EXERCICE: Dans la critique des romans de Becky Chambers, recopiez à l'identique le passage qui s'ouvre sur les mots « Tome 2 : A closed » et s'achève sur « de sa position). ».

Y’a des vibes de Star Trek et du cycle de l’Élévation de David Brin : on a un équipage multispéciste qui doit surmonter ses différences. On a aussi une structure d’histoire assez originale : peu de conflit, c’est fortement du worldbuilding et des relations interpersonnelles. Ça a un petit aspect fanfic par ce côté là. Certains peuvent trouver ça un peu plat du coup, mais perso j’ai bien aimé l’univers que déroule Becky Chambers, et je trouve que les relations humaines sont globalement bien écrites (globalement, parce que certaines sont quand même un peu trop didactique et bons sentiments). Y’a de forts thèmes antiracistes et LGBT, pour certains intéressants, mais je suis un peu déçu que pour tout ce qu’il y a d’imaginatif sur les sociétés et espèces variées, on reste sur des sexes et genres qui sont assez ancrés dans une binarité : certaines espèces ont plus que deux genres ou en changent durant leur vie, mais ça tombe très largement sur du mâle/femelle/neutre, alors qu’il y avait de quoi être beaucoup plus imaginatif, comme c’est fait pour les organisations de sociétés et les questions d’éducation des enfants (ça j’ai trouvé ça très cool dans les différents modèles proposés).

Tome 2 : A closed and common orbit

Ce tome suit deux lignes narratives ; une qui se passe juste après les événements du 1 mais suit des personnages secondaires, et une qui commence vingt ans auparavant avant de converger, là aussi sur des personnages secondaires du 1. Là aussi, le roman se détache de la structure habituelle : il y a des conflits, mais ils sont plus intérieurs ou contre un environnement hostile. J’ai beaucoup aimé toute la storyline de Sidra, tout l’aspect quête de l’identité (qui est un des thèmes majeurs récurrents dans toutes les lignes narratives, mais qui est particulièrement réussi dans le cas de Sidra eût égard à l’originalité de sa position).

DONNÉES FOURNIES:
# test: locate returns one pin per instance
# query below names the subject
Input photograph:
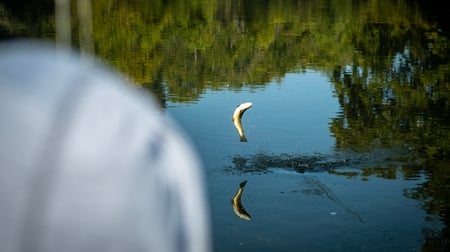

RÉPONSE:
Tome 2 : A closed and common orbit

Ce tome suit deux lignes narratives ; une qui se passe juste après les événements du 1 mais suit des personnages secondaires, et une qui commence vingt ans auparavant avant de converger, là aussi sur des personnages secondaires du 1. Là aussi, le roman se détache de la structure habituelle : il y a des conflits, mais ils sont plus intérieurs ou contre un environnement hostile. J’ai beaucoup aimé toute la storyline de Sidra, tout l’aspect quête de l’identité (qui est un des thèmes majeurs récurrents dans toutes les lignes narratives, mais qui est particulièrement réussi dans le cas de Sidra eût égard à l’originalité de sa position).